**Work to do**. Show every line of the listing below that contains the word "flag", matching case exactly.

Collected data
- - -
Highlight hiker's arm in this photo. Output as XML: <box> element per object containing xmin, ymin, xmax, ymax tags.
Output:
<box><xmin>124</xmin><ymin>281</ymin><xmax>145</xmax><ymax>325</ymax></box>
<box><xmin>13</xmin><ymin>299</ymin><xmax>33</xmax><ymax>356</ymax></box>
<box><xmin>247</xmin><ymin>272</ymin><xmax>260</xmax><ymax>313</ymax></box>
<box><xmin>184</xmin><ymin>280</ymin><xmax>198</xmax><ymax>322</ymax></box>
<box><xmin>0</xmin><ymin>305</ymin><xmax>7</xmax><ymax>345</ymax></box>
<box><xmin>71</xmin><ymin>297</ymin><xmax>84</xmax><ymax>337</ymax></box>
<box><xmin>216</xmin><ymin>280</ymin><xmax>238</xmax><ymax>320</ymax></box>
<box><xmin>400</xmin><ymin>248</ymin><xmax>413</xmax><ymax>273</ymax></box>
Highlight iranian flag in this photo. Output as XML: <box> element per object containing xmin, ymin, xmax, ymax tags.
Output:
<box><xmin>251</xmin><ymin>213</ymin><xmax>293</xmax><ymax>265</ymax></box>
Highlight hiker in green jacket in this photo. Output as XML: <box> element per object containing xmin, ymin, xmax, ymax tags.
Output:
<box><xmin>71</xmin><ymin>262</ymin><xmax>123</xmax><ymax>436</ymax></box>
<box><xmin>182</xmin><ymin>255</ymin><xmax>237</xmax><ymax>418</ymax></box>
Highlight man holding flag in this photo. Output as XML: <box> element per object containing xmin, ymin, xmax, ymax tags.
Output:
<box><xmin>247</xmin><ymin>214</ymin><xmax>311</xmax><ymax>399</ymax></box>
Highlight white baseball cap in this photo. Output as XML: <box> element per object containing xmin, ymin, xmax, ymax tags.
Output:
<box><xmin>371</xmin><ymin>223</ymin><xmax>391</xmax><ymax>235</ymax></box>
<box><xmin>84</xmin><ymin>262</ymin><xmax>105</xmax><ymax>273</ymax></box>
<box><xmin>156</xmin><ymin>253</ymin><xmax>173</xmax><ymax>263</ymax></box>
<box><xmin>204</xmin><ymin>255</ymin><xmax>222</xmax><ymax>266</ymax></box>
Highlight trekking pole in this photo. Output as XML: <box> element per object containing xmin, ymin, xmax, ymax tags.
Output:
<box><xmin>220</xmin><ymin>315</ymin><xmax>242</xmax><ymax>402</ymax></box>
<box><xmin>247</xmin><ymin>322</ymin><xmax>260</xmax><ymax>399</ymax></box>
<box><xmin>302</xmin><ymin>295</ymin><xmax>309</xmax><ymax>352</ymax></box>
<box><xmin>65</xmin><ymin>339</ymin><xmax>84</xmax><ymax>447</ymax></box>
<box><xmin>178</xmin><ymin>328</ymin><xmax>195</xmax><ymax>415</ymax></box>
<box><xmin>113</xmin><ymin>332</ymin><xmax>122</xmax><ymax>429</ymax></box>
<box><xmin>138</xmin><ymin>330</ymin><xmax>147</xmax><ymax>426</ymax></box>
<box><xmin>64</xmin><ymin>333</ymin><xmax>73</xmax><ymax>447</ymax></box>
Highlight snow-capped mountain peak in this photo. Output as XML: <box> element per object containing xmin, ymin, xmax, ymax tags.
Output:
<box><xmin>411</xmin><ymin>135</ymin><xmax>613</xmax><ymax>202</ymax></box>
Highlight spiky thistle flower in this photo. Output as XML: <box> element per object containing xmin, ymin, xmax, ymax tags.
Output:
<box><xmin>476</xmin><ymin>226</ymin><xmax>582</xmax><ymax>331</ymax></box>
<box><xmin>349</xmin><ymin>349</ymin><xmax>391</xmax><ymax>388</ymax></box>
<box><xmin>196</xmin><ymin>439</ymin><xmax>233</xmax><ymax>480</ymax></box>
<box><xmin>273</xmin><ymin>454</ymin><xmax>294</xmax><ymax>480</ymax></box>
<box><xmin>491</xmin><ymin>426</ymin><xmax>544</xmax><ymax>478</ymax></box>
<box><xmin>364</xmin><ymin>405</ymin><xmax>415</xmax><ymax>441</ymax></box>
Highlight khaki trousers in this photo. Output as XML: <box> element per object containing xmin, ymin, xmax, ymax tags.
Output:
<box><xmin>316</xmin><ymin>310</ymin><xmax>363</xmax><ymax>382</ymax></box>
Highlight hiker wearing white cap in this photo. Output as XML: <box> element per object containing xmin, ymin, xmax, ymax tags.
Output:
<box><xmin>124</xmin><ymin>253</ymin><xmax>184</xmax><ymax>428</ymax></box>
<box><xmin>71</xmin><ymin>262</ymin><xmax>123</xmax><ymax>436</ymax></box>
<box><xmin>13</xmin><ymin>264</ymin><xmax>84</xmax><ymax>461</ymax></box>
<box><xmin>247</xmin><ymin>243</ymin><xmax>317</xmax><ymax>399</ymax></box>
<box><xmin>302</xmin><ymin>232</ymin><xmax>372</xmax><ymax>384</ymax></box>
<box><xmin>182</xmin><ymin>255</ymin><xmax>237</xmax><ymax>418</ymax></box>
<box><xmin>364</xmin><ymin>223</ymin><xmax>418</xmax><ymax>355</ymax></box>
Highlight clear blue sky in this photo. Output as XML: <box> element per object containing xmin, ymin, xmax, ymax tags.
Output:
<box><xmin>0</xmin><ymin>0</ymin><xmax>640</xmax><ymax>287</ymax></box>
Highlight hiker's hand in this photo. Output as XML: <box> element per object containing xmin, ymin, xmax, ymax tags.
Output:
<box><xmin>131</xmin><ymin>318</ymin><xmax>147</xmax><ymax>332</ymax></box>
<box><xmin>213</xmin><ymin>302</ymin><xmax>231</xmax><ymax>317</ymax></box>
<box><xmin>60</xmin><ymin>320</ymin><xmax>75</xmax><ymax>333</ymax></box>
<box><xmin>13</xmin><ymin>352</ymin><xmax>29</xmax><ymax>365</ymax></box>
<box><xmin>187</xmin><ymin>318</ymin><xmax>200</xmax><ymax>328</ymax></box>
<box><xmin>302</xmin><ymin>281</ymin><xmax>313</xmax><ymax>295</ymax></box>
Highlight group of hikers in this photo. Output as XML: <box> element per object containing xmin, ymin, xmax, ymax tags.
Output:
- - -
**Written response**.
Highlight iranian flag in this photo. Output as XML: <box> element per object containing xmin, ymin, xmax, ymax tags.
Highlight man holding flag in this photo. Output as XML: <box> element per object containing xmin, ymin, xmax, ymax tags.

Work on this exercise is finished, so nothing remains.